Recorded data:
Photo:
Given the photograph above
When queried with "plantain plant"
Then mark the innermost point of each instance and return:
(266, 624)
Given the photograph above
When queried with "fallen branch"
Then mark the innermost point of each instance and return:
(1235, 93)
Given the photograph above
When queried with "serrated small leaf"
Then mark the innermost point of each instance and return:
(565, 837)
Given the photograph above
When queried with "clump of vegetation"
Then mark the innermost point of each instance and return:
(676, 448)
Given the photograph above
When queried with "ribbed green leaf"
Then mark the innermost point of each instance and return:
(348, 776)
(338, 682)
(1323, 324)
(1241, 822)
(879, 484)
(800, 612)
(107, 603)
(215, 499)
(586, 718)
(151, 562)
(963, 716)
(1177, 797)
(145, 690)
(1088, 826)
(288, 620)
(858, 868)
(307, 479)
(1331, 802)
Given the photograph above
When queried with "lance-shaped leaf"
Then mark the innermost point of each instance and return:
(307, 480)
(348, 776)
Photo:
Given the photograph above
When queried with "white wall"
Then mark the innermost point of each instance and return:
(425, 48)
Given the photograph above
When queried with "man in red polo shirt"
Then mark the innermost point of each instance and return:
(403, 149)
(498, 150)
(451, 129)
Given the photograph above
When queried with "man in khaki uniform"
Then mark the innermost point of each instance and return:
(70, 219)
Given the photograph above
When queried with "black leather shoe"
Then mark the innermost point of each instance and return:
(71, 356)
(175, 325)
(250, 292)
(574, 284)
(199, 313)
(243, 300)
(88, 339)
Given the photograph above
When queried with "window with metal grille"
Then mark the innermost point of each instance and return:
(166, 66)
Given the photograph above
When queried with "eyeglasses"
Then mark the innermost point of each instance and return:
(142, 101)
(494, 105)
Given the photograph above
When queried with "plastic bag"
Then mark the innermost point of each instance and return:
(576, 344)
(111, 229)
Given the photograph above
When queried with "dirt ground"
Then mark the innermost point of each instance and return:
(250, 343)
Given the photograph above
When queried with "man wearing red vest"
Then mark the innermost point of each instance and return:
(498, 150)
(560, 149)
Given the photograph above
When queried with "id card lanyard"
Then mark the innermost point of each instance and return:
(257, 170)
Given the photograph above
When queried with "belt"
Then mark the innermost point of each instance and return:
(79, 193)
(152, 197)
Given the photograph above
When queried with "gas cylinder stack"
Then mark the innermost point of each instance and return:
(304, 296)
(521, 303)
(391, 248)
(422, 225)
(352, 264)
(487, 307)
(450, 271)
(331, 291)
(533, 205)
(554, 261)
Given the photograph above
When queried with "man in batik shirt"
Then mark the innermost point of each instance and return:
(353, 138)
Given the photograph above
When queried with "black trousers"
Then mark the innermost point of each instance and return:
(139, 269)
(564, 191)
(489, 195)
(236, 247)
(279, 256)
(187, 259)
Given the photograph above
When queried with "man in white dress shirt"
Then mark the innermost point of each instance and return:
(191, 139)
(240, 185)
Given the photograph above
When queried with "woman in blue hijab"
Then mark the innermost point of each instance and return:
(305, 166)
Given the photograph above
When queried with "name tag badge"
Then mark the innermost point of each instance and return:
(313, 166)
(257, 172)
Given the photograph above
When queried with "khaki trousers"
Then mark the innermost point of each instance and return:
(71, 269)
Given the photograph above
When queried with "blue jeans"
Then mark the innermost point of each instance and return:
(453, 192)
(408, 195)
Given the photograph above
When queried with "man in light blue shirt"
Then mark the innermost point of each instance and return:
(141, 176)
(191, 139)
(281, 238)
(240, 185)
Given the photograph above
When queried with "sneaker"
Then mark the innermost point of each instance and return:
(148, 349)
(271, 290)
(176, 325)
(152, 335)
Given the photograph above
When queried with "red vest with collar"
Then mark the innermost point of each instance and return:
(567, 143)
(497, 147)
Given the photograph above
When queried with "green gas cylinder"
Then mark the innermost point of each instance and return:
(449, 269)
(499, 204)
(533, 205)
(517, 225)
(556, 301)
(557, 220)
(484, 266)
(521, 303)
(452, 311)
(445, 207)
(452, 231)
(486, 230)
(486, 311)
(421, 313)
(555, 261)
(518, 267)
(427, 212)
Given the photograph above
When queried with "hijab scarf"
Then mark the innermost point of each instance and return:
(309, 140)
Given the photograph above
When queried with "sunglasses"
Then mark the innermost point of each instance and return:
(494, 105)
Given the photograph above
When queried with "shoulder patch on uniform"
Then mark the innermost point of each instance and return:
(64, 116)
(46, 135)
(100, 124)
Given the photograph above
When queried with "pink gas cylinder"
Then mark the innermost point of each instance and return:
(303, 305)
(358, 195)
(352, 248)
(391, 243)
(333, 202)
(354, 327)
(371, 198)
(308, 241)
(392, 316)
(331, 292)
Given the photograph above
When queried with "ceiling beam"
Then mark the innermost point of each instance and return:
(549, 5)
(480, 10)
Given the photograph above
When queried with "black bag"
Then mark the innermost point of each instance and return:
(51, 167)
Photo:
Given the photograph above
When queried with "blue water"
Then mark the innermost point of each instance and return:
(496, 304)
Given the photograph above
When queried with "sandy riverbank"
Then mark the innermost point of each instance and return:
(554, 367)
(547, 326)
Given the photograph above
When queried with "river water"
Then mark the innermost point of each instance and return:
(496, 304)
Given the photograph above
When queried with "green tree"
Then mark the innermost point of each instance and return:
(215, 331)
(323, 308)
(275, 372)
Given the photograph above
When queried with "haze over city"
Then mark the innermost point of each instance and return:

Prompt: Each line from the material above that mentions the word "hijab" needs to be copied.

Solution:
When queried with "woman in blue hijab"
When queried with "hijab scarf"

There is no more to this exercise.